=== Stored records ===

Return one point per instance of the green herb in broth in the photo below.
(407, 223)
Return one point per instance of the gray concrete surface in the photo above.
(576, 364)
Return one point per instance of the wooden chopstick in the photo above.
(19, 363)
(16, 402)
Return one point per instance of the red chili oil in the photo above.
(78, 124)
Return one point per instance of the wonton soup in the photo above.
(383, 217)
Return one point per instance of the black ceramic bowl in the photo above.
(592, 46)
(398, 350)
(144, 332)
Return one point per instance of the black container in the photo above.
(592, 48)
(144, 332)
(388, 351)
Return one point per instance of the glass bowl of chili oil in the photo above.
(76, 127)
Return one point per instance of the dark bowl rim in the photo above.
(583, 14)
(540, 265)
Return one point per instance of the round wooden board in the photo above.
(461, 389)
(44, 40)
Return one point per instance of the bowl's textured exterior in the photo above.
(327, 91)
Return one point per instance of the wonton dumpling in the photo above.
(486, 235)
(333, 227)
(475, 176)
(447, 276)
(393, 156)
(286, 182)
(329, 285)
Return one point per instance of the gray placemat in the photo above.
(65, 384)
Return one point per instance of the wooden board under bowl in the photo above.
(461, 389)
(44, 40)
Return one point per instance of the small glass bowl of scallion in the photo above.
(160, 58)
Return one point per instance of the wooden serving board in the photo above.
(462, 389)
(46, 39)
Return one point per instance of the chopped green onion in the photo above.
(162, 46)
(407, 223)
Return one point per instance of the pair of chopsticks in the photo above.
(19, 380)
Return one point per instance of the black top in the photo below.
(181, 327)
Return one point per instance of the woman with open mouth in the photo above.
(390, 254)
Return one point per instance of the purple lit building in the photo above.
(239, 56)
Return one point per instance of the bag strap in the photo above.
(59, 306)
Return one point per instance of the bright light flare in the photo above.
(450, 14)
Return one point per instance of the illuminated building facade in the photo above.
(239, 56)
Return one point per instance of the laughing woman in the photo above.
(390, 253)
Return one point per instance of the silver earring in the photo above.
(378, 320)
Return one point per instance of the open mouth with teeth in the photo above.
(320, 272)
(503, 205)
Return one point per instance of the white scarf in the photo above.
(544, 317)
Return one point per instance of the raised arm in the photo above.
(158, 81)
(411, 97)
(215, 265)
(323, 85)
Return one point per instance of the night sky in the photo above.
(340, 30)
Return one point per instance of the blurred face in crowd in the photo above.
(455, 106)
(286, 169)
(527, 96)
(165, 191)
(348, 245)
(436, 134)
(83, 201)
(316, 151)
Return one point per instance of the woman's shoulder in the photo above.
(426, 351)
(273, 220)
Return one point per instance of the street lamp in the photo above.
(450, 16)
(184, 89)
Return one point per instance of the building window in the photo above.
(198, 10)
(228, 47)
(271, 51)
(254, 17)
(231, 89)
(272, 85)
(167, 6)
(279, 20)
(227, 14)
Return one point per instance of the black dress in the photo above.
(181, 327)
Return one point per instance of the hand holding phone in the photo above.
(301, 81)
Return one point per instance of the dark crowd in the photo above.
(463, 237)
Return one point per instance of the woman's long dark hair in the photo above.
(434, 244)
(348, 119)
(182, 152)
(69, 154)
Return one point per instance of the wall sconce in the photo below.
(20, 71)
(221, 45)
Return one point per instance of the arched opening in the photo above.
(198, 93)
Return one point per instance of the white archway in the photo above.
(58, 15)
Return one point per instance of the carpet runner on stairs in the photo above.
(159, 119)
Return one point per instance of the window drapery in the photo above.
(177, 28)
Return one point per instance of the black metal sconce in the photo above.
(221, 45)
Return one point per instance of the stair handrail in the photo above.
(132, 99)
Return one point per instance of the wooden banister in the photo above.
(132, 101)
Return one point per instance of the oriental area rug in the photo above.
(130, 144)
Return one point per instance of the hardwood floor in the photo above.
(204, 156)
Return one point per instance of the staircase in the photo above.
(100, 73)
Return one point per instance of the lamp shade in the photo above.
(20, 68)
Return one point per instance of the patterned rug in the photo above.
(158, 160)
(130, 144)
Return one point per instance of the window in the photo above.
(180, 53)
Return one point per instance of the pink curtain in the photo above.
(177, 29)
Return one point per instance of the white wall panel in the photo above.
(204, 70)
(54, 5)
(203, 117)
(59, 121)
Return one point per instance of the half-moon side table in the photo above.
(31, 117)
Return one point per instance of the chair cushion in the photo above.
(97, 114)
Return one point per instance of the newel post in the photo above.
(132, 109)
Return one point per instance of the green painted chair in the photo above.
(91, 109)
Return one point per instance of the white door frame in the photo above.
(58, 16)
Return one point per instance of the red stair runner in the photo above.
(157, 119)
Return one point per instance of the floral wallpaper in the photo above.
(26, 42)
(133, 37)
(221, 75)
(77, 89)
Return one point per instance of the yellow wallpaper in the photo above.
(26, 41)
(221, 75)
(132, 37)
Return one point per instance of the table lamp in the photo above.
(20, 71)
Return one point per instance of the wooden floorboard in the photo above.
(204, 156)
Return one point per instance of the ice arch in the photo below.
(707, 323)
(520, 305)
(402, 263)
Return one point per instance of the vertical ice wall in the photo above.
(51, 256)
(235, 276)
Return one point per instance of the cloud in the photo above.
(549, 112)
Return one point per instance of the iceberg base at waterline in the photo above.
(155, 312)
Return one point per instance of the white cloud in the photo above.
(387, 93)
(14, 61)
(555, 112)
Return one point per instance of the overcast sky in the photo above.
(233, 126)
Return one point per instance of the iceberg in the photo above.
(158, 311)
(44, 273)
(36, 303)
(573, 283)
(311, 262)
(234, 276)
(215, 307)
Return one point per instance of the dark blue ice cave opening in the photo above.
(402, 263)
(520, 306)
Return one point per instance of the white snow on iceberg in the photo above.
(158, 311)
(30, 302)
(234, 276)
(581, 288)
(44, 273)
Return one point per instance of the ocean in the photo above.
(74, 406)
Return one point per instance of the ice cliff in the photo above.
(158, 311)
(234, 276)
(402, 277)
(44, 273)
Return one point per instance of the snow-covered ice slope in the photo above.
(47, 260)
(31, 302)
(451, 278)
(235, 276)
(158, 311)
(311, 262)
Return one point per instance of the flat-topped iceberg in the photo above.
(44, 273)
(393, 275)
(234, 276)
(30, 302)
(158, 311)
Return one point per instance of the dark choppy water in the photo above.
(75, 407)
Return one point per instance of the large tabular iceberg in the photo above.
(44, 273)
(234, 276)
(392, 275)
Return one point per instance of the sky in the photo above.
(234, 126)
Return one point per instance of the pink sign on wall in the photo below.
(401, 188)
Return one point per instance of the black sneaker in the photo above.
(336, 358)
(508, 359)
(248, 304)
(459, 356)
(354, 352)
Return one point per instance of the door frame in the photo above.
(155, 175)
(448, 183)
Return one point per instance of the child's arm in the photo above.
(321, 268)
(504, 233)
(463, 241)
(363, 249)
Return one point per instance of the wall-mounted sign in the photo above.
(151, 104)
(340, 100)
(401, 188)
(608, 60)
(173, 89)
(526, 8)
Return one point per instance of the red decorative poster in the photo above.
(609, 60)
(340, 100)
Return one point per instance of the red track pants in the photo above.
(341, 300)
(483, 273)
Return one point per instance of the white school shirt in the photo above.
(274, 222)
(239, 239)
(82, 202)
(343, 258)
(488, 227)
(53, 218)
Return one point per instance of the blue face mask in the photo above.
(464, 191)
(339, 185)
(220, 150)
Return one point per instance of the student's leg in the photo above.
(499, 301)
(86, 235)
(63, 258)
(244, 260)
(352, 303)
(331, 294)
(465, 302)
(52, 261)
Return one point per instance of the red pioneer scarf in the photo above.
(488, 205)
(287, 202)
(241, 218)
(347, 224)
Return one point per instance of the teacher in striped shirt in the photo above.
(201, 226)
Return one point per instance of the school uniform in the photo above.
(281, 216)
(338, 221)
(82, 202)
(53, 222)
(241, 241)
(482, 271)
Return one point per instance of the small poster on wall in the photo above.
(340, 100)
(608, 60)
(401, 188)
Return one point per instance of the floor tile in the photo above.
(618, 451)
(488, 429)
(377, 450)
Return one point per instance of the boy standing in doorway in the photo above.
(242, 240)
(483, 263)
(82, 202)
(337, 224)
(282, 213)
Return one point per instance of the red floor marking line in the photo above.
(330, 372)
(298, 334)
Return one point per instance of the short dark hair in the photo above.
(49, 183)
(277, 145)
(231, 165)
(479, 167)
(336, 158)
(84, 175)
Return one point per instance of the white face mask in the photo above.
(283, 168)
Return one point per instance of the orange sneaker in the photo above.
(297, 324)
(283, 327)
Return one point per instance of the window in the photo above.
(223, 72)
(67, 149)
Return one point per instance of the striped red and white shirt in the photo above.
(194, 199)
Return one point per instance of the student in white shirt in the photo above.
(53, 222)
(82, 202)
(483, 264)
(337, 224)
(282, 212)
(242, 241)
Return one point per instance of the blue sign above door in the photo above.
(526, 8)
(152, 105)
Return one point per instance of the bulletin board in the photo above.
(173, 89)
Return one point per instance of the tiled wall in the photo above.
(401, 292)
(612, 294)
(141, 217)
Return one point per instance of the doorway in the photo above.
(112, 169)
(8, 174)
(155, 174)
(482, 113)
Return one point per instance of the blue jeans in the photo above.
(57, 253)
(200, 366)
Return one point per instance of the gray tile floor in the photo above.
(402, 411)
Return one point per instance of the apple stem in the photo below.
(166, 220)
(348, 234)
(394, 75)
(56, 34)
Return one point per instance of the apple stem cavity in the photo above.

===

Repeat only the lines from the one holding "Return one point per instance of the bulletin" through the last line of the data.

◆ **Output**
Return one point per instance of the bulletin board in the photo above.
(173, 89)
Return one point per instance of the tiled wall in the photo above.
(401, 292)
(612, 294)
(141, 217)
Return one point per instance of the doorway in the photo above.
(112, 169)
(8, 174)
(155, 174)
(482, 113)
Return one point per instance of the blue jeans in the photo above.
(57, 253)
(200, 366)
Return one point per instance of the gray tile floor in the photo above.
(402, 411)
Return one point per instance of the apple stem in the photo below.
(166, 220)
(348, 234)
(394, 75)
(56, 34)
Return one point per instance of the apple stem cavity in the photo above.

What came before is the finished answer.